- Opening Delimiter -
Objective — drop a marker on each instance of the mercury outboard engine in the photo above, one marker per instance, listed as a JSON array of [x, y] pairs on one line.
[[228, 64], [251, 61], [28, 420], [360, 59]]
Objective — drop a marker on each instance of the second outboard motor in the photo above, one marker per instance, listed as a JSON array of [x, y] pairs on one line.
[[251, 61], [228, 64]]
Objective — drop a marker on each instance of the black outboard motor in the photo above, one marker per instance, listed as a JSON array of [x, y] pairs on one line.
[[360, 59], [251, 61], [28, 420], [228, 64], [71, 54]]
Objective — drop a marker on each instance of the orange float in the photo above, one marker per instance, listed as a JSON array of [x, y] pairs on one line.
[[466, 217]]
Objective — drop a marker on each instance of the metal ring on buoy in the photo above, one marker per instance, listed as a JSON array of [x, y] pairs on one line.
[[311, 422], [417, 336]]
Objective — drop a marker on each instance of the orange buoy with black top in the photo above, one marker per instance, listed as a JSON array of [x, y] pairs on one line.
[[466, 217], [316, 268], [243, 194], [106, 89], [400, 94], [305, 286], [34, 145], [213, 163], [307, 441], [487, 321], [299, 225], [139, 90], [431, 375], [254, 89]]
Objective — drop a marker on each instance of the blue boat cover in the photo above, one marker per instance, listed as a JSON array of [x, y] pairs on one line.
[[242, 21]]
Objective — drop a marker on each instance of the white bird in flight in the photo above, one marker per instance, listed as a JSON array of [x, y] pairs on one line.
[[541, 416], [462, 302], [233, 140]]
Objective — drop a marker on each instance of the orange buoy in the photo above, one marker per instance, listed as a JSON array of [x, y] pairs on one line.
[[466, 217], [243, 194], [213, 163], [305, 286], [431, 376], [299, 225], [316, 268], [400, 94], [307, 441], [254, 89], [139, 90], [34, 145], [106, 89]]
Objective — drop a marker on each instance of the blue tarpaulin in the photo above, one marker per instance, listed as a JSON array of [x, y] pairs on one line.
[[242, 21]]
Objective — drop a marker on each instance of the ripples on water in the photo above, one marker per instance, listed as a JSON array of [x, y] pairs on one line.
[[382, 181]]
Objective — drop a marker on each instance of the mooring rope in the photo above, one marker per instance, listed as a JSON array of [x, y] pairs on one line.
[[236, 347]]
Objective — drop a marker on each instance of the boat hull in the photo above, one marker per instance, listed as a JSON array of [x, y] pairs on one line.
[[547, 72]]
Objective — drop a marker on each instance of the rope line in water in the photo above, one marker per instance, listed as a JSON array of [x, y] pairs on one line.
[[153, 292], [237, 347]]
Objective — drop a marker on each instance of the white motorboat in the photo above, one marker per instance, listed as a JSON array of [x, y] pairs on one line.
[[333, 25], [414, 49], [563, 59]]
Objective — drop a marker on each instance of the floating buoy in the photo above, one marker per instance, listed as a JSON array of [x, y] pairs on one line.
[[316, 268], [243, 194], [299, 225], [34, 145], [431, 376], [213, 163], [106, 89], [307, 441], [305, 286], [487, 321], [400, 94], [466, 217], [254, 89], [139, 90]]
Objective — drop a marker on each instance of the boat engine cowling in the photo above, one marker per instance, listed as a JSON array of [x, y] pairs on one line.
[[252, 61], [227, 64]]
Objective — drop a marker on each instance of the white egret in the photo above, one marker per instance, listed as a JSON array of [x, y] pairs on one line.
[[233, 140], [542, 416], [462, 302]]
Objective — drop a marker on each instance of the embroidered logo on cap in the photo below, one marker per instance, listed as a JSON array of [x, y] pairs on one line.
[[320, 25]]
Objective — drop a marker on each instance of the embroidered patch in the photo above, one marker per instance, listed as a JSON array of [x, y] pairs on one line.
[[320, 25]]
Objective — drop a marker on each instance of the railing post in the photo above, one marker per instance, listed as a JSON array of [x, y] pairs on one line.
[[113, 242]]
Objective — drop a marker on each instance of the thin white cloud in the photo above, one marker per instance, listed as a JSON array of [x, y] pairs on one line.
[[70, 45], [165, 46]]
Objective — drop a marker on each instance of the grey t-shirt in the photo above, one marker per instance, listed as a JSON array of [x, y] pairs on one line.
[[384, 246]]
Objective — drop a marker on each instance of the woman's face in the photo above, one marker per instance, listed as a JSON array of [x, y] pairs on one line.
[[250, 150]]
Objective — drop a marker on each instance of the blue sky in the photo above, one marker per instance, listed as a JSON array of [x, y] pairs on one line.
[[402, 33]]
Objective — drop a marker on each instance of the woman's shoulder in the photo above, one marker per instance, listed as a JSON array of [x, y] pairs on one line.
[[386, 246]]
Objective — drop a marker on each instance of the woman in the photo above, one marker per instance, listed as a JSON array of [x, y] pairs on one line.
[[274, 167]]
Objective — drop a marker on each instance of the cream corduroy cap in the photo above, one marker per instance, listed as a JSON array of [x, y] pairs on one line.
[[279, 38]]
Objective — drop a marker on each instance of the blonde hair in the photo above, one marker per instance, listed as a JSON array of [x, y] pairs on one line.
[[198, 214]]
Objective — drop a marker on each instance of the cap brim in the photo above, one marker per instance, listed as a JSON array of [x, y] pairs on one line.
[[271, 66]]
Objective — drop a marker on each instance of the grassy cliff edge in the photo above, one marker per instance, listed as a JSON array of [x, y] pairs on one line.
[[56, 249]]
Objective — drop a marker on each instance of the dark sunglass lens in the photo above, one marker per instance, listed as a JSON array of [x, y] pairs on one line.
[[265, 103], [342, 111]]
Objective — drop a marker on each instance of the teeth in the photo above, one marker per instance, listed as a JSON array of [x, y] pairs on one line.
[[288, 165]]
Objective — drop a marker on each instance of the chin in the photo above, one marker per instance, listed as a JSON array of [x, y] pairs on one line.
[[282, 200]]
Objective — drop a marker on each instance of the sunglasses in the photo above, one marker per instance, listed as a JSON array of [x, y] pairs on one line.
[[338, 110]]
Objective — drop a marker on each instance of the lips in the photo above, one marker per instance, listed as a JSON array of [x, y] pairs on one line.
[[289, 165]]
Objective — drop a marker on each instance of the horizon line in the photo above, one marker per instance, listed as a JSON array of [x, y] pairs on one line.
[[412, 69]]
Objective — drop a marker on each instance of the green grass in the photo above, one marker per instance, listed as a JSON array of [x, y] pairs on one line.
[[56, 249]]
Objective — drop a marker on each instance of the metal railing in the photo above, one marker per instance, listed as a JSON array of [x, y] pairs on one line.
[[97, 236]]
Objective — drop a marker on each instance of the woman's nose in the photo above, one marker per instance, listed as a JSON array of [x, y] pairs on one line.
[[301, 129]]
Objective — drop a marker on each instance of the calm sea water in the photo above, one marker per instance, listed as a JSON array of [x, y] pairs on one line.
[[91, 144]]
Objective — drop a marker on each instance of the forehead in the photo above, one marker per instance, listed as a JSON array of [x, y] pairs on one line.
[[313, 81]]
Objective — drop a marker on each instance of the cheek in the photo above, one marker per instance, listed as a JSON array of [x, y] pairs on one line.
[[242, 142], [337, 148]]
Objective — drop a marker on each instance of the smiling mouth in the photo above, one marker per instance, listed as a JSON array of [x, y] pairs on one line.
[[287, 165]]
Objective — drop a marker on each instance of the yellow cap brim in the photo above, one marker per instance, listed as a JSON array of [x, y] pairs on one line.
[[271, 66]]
- Closing Delimiter -
The required output is an exact retyping of the lines from the one that contains "Objective — drop a marker on each instance of the calm" through the last line of the material above.

- [SOLUTION TO THIS TASK]:
Objective — drop a marker on each instance of the calm sea water in the photo above, one marker per instance, listed as a JSON array of [x, y] pairs on one line.
[[91, 144]]
Objective — drop a marker on each instance of the forehead in the photo above, one marker per instance, listed as a JSON array of [x, y] pairs on one line.
[[313, 81]]
Objective — drop a marker on each instance of the cheek in the photo above, one marker per instance, listed as a JSON array of [x, y] pairs on one line.
[[242, 142], [337, 148]]
Objective — drop a marker on each instance of the smiling mouth in the photo above, one marker per instance, listed as a JSON array of [x, y] pairs on one line.
[[287, 165]]
Objective — drop a marker on each instance of the yellow cap brim in the photo above, one marker per instance, listed as a JSON array of [x, y] pairs on one line.
[[271, 66]]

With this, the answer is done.